— BEGIN INFORMATION GIVEN —

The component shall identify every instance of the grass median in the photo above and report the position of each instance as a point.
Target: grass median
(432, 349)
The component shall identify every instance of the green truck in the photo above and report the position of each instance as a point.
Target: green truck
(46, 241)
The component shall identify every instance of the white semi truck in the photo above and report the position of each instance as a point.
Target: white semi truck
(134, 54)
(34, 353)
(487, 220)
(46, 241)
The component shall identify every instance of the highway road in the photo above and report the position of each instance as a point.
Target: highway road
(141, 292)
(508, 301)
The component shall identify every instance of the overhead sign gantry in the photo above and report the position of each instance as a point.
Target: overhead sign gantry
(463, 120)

— END INFORMATION GIVEN —
— BEGIN INFORMATION GIVEN —

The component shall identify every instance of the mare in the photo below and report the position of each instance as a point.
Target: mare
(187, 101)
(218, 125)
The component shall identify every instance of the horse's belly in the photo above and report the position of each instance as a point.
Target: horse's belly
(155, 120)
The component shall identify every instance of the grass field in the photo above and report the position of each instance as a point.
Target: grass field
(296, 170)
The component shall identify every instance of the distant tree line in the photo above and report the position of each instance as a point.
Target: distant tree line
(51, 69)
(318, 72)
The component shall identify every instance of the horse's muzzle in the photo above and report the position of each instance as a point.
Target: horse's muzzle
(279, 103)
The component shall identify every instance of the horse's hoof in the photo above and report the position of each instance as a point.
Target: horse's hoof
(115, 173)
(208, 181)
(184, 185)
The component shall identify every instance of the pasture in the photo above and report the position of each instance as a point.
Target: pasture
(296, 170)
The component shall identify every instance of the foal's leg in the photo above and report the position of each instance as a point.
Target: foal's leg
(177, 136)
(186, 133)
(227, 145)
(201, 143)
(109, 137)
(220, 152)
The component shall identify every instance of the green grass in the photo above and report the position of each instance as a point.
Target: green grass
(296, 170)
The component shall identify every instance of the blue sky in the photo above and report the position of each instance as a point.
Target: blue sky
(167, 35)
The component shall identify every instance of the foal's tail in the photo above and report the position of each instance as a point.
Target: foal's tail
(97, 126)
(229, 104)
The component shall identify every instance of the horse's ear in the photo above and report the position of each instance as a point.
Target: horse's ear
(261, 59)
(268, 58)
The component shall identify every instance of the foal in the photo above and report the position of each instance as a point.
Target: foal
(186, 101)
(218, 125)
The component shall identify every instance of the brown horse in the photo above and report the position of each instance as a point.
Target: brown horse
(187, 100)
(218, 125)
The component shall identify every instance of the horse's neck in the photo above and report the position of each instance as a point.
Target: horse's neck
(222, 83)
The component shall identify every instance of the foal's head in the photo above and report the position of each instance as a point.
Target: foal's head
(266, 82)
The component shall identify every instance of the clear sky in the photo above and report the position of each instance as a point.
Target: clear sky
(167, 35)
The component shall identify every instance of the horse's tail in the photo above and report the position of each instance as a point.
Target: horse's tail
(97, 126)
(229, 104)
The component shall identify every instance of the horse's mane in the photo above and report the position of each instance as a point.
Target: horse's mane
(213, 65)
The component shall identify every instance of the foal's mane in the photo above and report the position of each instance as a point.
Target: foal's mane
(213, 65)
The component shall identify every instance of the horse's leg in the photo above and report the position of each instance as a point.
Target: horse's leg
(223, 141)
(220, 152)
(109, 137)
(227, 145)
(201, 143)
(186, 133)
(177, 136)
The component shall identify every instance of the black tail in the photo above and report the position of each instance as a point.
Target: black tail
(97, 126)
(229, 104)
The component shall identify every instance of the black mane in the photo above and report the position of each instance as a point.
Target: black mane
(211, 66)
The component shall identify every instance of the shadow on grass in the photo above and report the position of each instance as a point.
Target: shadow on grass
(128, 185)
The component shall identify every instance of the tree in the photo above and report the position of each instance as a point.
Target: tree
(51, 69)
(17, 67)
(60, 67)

— END INFORMATION GIVEN —

DIRECTIVE: Pull out each line of the data above that contains the string "muzzle". The match is case-sensitive.

EXERCISE RESPONSE:
The component shall identify every instance of the horse's muzzle in the photo above and report the position of each instance as a point.
Target: horse's muzzle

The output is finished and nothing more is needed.